So there was the challenge: write about an old fogey in a wheelchair.

I still don’t know where the idea came from, but the whole story, just as unlikely as any of his, popped into my head as I was in the supermarket and I came straight home and wrote it on the computer in the freezing cold front room. It was called ‘Coffee at Tiffany’s’.

Shortly afterwards I wrote a second story: ‘Katie is a Cat’. This was inspired from the rainy day when I crossed Westminster Bridge and saw on the other side of the road two people, one of whom was in a wheelchair. So far so normal. However, they also had a cat in a basket on the wall behind them. Trust me, that’s not usual for central London at rush-hour.

A few years passed and Dad became very ill. I decided to write another ‘old fogey’ story for his birthday, but it just wouldn’t quite come. By June 2012, Dad was in hospital undergoing tests, totally exhausted but still writing. I dug out the ‘old fogey’ story and tried again. It would be a Father’s Day present. But I couldn’t find the happiness I needed to write something silly and put it back to one side. My sister and I arranged a photograph of all four grandchildren instead but he never saw that either. Dad died two days before Father’s Day.

Well, more years passed and Mum kept saying how much she’d liked those two silly stories and I remembered the others which I’d started and not finished. And I recalled the little bits of writing I’d done as a sort of outlet for grief. And I remembered all the fun we’d had with Dad when we were children. Then I realised Mum’s 80th birthday was coming up.

It took me months and a lot of secrecy. It took a lot of asking Mum odd questions about things which happened a long time ago (without telling her why), digging out old photographs, writing on trains, getting exasperated, feeling emotional.

When I decided to illustrate the book, I asked Mum, as if from idle curiosity, whether she had any of Dad’s drawings. She dug out a story Dad had written for my sister which I’d thought was long lost. There was his sketch from all those years ago, of a startled squirrel pegging out her washing, being confronted by an eagle. As you do. Fortunately it was the typed version, as no-one could read Dad’s handwriting. Even Dad.

Somehow, pulling all these elements together, I wrote a book. The parts based on real events proved to be harder to write than any of the fantasy sequences. Life is not narrative, with a beginning, middle and logical conclusion. In the end, I stopped bothering trying to make it accurate and just started having fun instead.

And finally, with a few days to spare, I had a proof copy to give to Mum for her 80th birthday as a total surprise.

And now the book is published for sale.

‘The Cluttering Discombobulator’ is a celebration of my father: hero, eccentric, adventurer and story-teller to the end.

Part memory, part fantasy, it’s the story of an eccentric father with hero-worshipping little daughters and the adventures he has in his imagination when those girls turn into boring middle-aged women who need to lighten up.

‘Don’t worry,’ said Dad, ‘everything will be fine.’

And do you know what Dad? Somehow it is.

img009

Words and illustration copyright 2017 by Paula Harmon. All rights belong to the author and material may not be copied without the author’s express permission

Click here to buy ‘The Cluttering Discombobulator’

Memories

 

 

 

7 thoughts on “The Tale of a Tale

  1. Wonderful Paula. I know your Mum loved it and despite all the stress and tears you got there. Now why can I hear your Dad saying ‘Ah, but you forgot about the time when….’? 😂 X

  2. I will have to get the book! One section reminded me of my own father who rode round on his mobility scooter expecting everyone to move out of his way and was very proud of having been told by a policeman he was going too fast.

    1. Yes that would have been my Dad too! Just as well they never met or they’d have been racing. It was great fun to write the sections where Dad’s imagining all the trouble he and Mum could get up to!

* [TASKS AND EXERCISES]:
- 1) In the post about the book, how long before Father's Day did Dad die?
- 2) Print the part of the post about the book that opens with the words containing "It took me months" and closes with "exasperated, feeling emotional.".
- 3) Decide whether each statement agrees with the post about the book, answering yes or no and quoting the words that settle it:
(a) The pair seen across from Westminster Bridge had a cat in a basket on the wall behind them.
(b) Dad's old sketch showed a squirrel being confronted by an owl.
(c) The proof copy was given to Mum for her 70th birthday.
These entries come from a separate source.

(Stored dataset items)
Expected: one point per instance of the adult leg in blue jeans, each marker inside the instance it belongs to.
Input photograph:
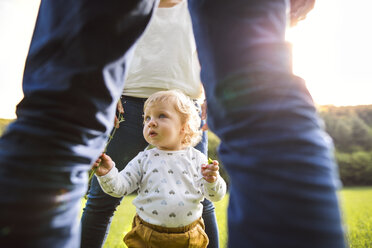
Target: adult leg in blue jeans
(282, 173)
(126, 144)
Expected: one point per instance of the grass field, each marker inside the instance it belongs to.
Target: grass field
(356, 207)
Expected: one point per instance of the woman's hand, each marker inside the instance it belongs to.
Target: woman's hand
(120, 109)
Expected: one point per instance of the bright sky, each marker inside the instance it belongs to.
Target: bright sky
(332, 51)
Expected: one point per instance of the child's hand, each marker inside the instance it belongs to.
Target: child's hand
(210, 171)
(103, 165)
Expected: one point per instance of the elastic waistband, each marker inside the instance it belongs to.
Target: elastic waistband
(171, 229)
(132, 98)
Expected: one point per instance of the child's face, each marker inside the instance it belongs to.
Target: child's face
(163, 127)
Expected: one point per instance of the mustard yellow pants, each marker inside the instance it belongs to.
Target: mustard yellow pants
(146, 235)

* [ANSWERS TO THE PROBLEMS]:
- 1) Two days before Father's Day.

- 2)
It took me months and a lot of secrecy. It took a lot of asking Mum odd questions about things which happened a long time ago (without telling her why), digging out old photographs, writing on trains, getting exasperated, feeling emotional.

- 3)
(a) Yes: "they also had a cat in a basket on the wall behind them."
(b) No: "being confronted by an eagle."
(c) No: "I had a proof copy to give to Mum for her 80th birthday as a total surprise."